### WRITTEN PROBLEM
Reproduce, word for word, everything in the construction news column below from "Too good to" down to "year of profit.".

### DOCUMENT TEXT
This week we look at a gnome pun that earned a job, Icelandic construction workers and the architectural gingerbread winners.
Too good to be true
Beware those trying to do good and making a bit of a hash of it. A visit to Lincoln contractor Lindum last week to talk about the state of regional contracting saw its chairman David Chambers offer this salutary lesson. He says an over-zealous manager decided to shut its Peterborough office early one Friday afternoon last summer, telling no doubt delighted staff to “enjoy their weekend”. Turns out the move rather backfired as panicked suppliers and subcontractors ended up calling head office to find out what was going on. “They thought we’d gone bust,” Chambers remembers. Ironic, given the firm’s latest results out in March will show its 11th consecutive year of profit.
No place like gnome
Visitors to any of Lindum’s three offices – the other is in York – will be greeted by lots of gnomes. A passion of David’s father and founder of the business John, Chambers jnr has kept the tradition going since his dad passed away more than 20 years ago. Over 450 are now dotted around the sites and this obviously caught the attention of one enterprising site engineer from Clugston who decided to attach his CV to a gnome he sent the firm in the days after Clugston collapsed last month. Telling Lindum to hire him, he added: “You gnome it makes sense.” His initiative and pun worked. He’s been with the business a few weeks now.

### DATASET EXCERPTS
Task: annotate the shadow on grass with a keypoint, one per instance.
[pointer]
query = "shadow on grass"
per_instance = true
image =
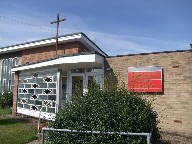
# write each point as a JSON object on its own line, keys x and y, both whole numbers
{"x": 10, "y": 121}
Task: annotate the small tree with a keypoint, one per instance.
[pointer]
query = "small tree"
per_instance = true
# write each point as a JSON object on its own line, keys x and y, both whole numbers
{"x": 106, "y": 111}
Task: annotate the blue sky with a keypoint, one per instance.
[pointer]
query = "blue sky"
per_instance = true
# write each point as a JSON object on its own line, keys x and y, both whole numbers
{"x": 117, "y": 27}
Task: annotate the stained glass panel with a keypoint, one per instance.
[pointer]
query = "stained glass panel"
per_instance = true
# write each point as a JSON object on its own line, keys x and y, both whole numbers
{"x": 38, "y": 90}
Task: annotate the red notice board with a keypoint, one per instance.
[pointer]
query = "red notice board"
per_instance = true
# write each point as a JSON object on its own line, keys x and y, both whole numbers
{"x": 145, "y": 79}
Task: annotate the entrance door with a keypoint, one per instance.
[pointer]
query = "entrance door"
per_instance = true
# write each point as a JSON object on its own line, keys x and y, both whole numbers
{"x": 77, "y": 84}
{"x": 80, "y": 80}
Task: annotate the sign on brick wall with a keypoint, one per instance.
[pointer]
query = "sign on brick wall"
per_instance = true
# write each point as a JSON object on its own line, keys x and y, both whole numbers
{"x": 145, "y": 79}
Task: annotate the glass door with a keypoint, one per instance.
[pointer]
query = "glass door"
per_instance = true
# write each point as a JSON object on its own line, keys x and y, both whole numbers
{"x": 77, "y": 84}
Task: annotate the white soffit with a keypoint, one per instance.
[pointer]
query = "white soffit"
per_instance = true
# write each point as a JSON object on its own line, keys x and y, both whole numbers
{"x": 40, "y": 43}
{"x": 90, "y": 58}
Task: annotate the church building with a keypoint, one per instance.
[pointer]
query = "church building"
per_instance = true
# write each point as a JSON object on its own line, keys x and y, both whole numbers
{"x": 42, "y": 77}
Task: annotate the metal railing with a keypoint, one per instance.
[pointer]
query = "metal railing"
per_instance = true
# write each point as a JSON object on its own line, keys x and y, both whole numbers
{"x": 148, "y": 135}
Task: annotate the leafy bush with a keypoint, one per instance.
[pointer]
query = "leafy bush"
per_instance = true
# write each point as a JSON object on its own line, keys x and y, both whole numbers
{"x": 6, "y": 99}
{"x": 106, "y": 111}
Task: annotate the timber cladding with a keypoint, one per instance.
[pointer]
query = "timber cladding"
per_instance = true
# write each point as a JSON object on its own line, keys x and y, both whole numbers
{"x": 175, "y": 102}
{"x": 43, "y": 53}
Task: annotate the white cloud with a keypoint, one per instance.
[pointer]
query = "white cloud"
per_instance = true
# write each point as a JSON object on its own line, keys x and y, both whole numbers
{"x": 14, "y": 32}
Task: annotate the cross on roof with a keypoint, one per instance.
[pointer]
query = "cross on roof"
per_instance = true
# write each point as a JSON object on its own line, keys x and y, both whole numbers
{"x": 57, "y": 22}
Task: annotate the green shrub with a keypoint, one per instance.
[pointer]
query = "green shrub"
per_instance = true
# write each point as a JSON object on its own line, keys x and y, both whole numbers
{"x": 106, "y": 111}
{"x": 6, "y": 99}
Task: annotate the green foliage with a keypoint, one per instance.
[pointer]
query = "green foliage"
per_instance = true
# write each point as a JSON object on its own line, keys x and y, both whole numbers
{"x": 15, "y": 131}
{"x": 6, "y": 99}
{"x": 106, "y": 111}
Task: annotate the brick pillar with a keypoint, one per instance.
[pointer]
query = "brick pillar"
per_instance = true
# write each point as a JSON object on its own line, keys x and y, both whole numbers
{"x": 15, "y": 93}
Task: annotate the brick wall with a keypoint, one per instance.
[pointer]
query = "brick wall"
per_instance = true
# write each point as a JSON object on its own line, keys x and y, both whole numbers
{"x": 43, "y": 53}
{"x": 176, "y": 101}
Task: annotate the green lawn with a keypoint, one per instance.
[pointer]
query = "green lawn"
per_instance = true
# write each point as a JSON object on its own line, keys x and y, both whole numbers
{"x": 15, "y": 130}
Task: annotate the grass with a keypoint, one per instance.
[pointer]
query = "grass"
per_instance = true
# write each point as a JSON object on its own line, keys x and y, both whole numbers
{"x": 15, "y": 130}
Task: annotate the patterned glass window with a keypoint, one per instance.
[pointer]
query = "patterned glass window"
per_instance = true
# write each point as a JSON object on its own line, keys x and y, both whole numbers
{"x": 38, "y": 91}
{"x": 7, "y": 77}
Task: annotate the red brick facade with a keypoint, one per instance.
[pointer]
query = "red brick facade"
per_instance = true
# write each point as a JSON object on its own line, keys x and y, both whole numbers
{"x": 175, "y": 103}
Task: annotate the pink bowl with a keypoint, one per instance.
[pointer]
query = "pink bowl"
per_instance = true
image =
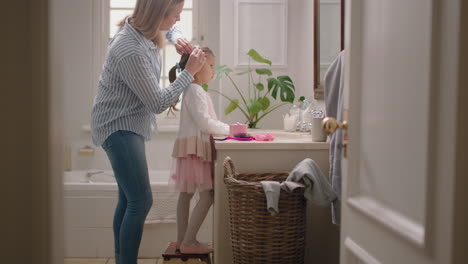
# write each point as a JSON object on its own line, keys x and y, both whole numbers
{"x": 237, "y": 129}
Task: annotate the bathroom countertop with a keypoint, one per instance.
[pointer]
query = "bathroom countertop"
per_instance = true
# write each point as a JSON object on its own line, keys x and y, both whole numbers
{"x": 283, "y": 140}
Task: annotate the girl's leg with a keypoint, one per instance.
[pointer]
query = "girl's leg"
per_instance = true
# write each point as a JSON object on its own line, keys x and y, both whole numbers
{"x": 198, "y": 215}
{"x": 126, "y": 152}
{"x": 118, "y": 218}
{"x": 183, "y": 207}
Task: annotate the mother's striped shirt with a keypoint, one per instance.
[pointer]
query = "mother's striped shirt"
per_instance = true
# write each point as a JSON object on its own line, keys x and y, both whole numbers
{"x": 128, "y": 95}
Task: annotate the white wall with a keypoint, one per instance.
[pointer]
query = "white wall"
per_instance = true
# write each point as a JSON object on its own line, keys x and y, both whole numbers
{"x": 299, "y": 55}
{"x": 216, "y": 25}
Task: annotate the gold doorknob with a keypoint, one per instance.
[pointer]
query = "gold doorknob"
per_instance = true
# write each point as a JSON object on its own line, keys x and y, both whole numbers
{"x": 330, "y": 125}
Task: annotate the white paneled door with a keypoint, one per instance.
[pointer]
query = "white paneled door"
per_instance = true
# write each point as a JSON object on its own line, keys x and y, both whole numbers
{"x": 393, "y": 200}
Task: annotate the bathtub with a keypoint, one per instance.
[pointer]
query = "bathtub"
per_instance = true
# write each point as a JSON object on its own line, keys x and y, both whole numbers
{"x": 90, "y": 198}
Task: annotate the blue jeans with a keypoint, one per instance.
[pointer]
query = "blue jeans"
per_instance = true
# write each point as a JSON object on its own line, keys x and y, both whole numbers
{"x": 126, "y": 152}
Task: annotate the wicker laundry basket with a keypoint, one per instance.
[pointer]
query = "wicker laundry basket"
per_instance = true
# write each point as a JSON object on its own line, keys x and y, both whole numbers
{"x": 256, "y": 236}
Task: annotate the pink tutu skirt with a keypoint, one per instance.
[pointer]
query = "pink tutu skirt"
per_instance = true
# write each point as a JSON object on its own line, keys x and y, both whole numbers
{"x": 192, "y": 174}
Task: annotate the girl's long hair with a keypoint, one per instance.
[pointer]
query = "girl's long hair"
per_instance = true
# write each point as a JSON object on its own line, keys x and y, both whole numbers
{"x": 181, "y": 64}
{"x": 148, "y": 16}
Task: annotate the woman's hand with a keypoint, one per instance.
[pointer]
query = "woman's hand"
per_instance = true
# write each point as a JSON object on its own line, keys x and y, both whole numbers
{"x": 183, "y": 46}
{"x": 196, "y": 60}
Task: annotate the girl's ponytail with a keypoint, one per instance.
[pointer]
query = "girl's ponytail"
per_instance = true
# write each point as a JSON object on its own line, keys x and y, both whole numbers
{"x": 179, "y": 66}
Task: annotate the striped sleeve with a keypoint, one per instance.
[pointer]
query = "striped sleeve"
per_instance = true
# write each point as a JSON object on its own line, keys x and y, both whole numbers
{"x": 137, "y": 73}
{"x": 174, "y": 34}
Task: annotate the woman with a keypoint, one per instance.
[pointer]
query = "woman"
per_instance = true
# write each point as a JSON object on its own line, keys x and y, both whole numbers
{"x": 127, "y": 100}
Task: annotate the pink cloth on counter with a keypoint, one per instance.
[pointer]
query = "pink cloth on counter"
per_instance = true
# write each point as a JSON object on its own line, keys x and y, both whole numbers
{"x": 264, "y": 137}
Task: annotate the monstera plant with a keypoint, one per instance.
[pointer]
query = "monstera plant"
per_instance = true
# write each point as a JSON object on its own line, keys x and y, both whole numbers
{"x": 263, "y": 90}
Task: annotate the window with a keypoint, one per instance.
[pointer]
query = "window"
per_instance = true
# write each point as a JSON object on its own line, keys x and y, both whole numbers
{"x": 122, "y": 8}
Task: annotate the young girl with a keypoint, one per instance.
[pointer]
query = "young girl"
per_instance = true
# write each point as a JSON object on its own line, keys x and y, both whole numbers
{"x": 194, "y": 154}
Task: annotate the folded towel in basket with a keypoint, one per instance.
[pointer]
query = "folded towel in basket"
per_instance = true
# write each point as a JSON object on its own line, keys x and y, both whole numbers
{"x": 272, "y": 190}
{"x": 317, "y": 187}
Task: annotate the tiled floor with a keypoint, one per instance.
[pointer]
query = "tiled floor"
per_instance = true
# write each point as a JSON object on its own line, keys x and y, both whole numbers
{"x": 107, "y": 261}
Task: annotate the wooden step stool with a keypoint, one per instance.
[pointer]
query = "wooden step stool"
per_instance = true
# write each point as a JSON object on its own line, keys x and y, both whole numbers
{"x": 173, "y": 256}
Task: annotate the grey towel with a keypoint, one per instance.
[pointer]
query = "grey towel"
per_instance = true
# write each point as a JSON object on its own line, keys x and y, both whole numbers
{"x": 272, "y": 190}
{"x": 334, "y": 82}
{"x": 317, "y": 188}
--
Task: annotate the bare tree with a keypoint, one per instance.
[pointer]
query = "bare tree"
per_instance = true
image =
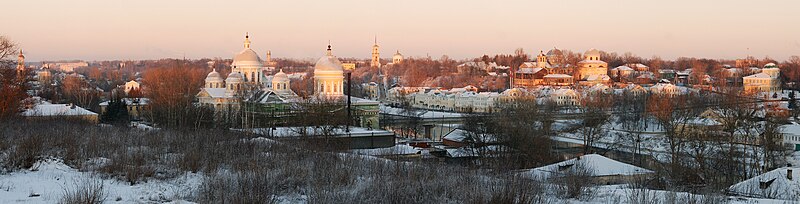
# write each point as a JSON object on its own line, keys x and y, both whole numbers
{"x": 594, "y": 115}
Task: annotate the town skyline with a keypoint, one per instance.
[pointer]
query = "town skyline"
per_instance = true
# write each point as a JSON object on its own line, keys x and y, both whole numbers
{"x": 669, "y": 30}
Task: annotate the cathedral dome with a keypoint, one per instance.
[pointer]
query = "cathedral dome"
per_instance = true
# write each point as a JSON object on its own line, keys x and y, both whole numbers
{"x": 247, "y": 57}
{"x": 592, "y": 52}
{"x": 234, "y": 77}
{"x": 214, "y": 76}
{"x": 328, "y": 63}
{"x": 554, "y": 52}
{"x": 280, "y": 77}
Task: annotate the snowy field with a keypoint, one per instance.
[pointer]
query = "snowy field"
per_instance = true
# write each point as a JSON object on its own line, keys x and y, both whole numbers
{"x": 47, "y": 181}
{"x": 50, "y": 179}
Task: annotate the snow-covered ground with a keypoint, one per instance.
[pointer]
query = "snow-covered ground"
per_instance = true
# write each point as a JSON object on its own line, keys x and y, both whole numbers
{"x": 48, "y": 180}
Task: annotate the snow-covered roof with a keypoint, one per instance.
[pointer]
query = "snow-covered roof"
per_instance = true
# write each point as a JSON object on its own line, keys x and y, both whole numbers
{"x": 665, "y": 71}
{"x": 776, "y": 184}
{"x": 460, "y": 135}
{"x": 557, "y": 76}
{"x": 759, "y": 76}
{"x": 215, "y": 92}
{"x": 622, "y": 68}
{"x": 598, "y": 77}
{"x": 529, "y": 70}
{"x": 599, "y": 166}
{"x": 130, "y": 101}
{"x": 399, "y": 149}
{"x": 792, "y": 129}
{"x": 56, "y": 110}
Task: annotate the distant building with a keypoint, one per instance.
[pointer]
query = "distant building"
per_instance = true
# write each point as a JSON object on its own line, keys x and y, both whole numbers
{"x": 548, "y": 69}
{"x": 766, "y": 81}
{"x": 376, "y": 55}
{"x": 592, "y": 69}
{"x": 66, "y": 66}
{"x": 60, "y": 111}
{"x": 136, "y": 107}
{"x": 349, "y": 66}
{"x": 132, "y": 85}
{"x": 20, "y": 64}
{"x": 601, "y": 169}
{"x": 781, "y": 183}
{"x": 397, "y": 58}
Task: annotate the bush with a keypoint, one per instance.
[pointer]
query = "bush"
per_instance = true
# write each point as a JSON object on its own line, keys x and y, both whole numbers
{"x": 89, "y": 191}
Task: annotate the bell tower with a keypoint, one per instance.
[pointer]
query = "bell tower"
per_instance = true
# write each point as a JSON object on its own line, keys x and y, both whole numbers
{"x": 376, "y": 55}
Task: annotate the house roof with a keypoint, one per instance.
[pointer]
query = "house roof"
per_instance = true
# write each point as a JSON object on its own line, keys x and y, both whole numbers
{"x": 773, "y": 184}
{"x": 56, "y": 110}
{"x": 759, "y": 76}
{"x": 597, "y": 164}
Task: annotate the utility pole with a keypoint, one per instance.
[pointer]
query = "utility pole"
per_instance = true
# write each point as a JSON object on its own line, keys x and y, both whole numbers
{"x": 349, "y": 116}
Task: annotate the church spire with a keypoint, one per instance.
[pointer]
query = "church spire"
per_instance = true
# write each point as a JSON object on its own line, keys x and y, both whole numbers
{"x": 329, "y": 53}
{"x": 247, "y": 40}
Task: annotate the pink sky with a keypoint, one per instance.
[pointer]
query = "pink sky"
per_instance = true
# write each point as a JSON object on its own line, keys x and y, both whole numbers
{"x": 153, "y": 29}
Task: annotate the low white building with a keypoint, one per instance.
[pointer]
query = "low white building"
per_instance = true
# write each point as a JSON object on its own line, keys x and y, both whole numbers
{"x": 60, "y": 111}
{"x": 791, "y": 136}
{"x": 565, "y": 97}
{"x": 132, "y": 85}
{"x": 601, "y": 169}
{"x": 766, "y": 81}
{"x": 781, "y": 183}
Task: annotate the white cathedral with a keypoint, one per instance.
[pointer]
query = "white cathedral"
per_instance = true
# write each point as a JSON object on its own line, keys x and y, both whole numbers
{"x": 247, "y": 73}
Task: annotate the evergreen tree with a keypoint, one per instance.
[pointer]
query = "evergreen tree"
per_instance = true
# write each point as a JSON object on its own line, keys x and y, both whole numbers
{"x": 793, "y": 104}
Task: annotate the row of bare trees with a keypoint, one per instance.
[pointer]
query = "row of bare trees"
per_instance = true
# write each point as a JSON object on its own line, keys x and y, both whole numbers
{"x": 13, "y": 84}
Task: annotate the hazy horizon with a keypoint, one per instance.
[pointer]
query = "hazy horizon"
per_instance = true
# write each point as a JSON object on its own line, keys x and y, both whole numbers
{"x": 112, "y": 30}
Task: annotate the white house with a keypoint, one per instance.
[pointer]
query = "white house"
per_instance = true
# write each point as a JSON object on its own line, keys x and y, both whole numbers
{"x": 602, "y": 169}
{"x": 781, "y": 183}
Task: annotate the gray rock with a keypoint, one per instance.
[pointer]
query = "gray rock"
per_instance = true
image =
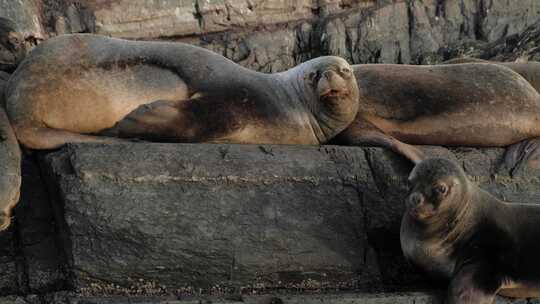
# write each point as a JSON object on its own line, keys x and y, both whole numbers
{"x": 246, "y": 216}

### OUTPUT FOR THIS TASK
Too good to be true
Beware those trying to do good and making a bit of a hash of it. A visit to Lincoln contractor Lindum last week to talk about the state of regional contracting saw its chairman David Chambers offer this salutary lesson. He says an over-zealous manager decided to shut its Peterborough office early one Friday afternoon last summer, telling no doubt delighted staff to “enjoy their weekend”. Turns out the move rather backfired as panicked suppliers and subcontractors ended up calling head office to find out what was going on. “They thought we’d gone bust,” Chambers remembers. Ironic, given the firm’s latest results out in March will show its 11th consecutive year of profit.